## [Task goal]
Which lines in the listing below contain the string "photographer"? Show each of those lines in full, treating uppercase and lowercase as different.

(Segmentation data)
[Begin]

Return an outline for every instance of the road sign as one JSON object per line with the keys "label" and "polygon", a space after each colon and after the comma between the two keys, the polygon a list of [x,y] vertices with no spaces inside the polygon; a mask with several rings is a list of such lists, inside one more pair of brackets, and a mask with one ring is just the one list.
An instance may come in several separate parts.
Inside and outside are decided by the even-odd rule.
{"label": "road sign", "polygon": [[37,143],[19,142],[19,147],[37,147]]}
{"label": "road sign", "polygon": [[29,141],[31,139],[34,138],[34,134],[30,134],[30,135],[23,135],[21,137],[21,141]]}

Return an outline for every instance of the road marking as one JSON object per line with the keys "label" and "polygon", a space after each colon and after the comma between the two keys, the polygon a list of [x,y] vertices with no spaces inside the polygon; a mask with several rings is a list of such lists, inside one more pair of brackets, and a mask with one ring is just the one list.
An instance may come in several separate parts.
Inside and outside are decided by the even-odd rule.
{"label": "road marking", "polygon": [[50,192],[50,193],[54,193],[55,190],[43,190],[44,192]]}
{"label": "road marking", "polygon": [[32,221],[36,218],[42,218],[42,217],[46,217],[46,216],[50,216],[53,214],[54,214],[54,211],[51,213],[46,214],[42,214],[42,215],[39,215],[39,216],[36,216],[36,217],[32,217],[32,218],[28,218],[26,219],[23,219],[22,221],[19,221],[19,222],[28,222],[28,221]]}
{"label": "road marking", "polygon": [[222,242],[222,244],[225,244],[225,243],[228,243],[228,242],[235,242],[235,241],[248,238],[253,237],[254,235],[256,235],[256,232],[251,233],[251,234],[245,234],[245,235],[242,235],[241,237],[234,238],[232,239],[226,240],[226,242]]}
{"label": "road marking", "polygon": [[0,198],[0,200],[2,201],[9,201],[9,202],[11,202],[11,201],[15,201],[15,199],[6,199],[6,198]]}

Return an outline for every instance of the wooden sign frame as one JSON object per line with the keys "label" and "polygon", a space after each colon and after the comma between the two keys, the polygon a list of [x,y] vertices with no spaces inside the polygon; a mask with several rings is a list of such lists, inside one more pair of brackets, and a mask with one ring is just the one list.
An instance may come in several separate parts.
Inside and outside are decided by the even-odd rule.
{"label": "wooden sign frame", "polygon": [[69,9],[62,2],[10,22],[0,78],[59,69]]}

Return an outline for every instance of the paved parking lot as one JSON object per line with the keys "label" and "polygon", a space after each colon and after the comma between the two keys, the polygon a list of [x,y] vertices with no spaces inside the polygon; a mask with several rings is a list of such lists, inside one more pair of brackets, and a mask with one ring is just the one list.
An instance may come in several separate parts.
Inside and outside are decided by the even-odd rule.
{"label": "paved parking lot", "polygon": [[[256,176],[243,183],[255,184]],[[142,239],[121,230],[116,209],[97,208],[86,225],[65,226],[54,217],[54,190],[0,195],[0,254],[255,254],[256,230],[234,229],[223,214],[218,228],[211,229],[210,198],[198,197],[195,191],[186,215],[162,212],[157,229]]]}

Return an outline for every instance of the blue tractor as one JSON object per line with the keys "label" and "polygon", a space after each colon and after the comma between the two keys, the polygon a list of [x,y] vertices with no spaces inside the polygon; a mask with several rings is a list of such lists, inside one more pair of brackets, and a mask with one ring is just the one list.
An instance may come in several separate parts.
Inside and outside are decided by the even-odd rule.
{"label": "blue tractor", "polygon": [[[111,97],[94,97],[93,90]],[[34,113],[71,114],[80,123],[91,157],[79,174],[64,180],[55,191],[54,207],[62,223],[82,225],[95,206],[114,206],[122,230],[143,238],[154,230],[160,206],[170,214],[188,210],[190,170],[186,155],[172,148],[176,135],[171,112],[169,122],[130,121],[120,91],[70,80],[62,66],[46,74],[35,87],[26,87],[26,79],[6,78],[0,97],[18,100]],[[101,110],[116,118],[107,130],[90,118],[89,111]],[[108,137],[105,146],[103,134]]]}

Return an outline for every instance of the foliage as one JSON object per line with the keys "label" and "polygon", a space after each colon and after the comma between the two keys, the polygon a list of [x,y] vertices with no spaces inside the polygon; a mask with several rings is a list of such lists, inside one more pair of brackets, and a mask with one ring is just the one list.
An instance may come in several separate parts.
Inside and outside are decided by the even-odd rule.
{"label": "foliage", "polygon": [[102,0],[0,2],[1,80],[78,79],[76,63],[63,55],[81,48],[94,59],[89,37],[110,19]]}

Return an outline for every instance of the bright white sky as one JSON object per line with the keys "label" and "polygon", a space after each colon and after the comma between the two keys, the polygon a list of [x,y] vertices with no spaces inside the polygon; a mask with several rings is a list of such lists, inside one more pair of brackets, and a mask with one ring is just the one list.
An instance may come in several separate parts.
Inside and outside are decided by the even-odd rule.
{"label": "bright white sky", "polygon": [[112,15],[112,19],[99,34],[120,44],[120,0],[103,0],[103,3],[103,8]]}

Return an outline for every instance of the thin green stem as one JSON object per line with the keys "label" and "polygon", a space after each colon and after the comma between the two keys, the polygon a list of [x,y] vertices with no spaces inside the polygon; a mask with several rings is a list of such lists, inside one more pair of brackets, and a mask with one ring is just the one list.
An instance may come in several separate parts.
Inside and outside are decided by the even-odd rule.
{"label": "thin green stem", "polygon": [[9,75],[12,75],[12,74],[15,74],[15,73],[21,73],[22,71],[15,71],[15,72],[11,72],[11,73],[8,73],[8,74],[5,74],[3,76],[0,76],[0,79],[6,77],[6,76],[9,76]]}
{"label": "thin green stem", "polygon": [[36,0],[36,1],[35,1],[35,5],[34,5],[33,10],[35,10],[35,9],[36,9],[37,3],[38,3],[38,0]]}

[End]
[Begin]

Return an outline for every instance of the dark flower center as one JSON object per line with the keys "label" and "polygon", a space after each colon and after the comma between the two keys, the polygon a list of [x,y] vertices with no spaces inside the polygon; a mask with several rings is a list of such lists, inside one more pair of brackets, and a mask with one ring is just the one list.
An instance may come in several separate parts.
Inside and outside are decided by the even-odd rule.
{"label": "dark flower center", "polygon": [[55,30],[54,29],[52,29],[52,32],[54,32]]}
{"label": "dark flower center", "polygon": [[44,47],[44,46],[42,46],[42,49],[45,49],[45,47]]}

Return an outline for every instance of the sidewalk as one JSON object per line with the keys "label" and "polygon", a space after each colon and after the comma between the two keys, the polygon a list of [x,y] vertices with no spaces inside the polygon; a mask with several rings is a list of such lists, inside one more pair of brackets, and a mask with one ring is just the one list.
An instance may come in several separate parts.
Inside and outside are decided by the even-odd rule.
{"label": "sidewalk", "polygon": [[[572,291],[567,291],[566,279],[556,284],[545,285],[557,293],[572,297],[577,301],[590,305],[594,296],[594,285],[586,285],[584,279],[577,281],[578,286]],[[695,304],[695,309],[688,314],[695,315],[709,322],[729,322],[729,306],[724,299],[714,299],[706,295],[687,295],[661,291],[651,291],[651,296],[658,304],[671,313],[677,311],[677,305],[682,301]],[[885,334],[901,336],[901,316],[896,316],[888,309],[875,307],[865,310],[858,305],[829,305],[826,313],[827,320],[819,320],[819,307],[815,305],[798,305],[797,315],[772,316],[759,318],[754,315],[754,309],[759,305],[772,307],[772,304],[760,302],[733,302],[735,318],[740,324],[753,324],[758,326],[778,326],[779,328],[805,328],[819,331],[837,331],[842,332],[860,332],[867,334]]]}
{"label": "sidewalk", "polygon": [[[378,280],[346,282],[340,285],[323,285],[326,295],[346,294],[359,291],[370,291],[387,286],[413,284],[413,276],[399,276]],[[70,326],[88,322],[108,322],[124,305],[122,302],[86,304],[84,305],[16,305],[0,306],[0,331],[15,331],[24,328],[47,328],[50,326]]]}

[End]
[Begin]

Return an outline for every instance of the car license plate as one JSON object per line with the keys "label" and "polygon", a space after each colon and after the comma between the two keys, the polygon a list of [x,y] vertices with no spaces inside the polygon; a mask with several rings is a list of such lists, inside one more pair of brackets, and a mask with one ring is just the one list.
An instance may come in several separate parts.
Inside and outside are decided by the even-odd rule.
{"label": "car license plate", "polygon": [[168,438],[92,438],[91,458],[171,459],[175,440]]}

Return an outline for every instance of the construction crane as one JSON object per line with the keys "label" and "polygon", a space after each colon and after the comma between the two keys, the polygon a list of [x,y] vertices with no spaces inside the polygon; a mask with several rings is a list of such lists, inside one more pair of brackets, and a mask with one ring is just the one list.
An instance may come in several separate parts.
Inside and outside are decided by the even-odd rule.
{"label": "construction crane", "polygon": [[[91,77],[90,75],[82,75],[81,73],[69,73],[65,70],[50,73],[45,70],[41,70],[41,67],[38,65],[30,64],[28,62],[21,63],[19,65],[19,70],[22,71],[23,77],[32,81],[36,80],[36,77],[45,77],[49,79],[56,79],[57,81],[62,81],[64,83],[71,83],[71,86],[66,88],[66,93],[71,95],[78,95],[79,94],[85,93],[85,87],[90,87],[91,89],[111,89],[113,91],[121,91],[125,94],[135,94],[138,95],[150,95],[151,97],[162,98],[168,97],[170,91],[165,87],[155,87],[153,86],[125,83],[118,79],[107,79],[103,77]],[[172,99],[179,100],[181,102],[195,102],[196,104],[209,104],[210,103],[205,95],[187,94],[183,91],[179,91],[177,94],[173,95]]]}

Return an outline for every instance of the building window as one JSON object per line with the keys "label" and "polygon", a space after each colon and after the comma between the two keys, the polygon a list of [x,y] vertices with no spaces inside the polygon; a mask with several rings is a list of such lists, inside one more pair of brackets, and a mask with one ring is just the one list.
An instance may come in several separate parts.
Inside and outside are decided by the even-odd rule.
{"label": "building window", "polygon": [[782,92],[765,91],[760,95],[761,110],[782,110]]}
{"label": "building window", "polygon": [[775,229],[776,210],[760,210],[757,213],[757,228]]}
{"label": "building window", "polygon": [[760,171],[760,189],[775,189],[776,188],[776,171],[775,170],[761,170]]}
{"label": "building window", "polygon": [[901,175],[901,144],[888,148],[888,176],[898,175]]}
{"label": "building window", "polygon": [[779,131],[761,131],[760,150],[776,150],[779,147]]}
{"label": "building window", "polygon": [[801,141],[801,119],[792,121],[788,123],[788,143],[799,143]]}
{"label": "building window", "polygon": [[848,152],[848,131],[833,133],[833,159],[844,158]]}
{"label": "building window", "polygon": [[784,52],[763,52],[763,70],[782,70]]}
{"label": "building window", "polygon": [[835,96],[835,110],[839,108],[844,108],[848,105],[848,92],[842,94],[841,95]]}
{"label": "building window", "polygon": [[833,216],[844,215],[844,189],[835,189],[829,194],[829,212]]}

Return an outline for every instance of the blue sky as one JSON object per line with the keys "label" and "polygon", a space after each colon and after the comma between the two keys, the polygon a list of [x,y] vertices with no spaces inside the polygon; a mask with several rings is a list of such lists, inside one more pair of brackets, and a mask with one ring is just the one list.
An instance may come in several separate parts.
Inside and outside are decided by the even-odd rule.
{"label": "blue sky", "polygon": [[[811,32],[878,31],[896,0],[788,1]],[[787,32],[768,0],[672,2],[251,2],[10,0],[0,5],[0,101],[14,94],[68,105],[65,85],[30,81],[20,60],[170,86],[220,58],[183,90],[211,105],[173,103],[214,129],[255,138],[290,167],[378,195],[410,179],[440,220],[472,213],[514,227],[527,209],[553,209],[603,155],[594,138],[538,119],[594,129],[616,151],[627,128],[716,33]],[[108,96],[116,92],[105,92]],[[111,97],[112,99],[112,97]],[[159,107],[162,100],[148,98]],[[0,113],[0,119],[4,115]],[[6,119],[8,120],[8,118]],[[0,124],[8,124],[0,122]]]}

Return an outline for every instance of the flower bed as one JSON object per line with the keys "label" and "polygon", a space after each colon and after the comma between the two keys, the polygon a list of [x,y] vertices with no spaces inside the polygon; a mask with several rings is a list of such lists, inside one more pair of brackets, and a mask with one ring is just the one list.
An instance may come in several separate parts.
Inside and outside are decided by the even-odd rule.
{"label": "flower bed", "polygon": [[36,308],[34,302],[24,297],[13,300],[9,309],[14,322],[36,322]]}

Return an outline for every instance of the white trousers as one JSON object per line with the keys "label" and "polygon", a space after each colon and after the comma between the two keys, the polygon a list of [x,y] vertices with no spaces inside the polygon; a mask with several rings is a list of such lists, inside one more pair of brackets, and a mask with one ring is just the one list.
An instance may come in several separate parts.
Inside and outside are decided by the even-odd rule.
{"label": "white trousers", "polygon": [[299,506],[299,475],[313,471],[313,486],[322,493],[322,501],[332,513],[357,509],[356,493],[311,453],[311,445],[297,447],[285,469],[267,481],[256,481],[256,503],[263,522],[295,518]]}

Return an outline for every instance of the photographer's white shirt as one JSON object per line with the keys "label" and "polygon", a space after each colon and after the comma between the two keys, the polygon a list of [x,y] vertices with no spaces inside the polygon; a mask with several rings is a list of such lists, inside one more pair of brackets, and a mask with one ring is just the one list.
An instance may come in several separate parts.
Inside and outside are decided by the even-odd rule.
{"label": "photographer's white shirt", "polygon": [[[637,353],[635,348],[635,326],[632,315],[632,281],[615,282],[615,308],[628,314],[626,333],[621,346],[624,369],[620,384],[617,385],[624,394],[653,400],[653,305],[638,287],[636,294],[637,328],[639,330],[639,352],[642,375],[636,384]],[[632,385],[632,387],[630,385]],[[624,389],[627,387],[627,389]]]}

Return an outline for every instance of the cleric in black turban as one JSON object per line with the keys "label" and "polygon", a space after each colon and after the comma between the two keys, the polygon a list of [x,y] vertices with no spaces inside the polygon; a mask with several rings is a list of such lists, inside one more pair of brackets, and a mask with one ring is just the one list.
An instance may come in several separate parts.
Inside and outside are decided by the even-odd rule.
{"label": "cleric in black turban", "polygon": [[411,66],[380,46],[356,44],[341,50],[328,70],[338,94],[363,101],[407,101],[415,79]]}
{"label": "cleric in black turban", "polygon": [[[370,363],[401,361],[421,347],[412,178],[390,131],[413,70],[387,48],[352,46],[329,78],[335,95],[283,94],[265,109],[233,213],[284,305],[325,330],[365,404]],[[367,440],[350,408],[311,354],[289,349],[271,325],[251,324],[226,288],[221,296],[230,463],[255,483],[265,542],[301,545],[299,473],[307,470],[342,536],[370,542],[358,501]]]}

[End]

## [Correct output]
Return an outline for every instance of the photographer's white shirt as one JSON object per line with the keys "label" and "polygon", a space after each colon and after the comma between the two keys, the polygon a list of [x,y] vertices with no spaces inside the polygon; a mask with several rings is a list of such lists, inside one more pair of brackets, and a mask with one ring is just the one list.
{"label": "photographer's white shirt", "polygon": [[[637,353],[635,348],[635,326],[632,315],[632,281],[615,282],[615,308],[628,314],[626,333],[621,346],[624,369],[620,384],[617,385],[624,394],[653,400],[653,305],[638,287],[636,294],[637,328],[639,330],[639,352],[642,375],[636,384]],[[632,385],[632,387],[630,385]],[[624,389],[627,387],[627,389]]]}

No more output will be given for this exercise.